Information shown Start Marker
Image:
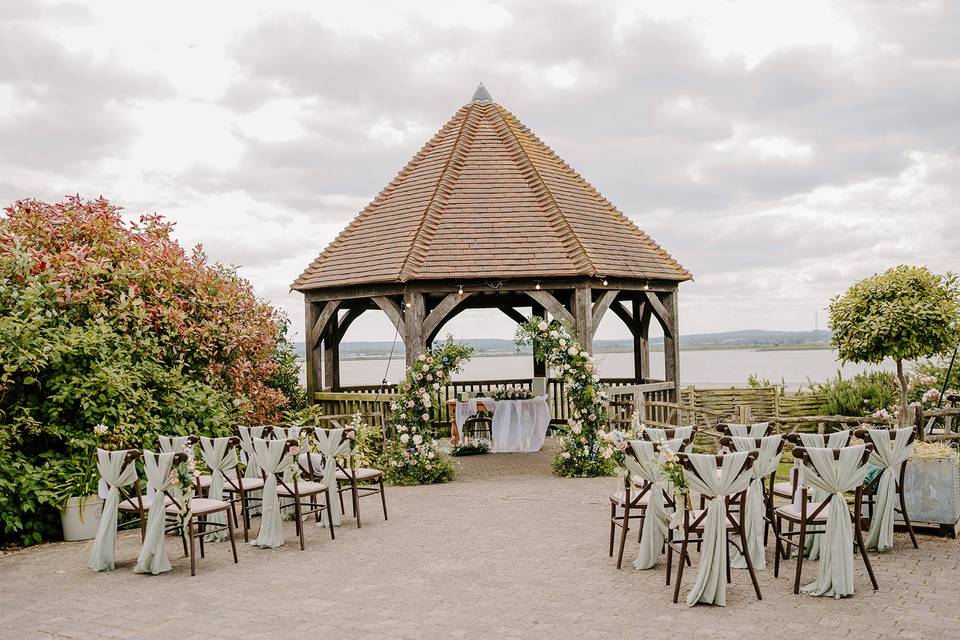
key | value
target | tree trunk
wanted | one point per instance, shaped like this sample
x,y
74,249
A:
x,y
904,414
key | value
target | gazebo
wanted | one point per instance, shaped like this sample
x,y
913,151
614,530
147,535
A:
x,y
486,216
Information shown End Marker
--- Brief ---
Restate the entries above word for word, minus the pictures.

--- Solution ---
Image:
key | value
target | tree trunk
wanted | one point per instance, shaped like this sample
x,y
74,249
A:
x,y
904,414
key | value
target | gazebo
wanted | one point per instance, shaped like this sample
x,y
913,151
614,530
147,535
A:
x,y
486,216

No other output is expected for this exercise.